Your answer should consist of the listing, repeated exactly.
#### DATA SUPPLIED
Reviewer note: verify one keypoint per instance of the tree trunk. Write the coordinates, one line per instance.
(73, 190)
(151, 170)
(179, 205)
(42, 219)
########
RESPONSE BELOW:
Reviewer note: verify one keypoint per instance of the tree trunk. Write the coordinates, one line per instance.
(73, 190)
(151, 170)
(179, 205)
(42, 219)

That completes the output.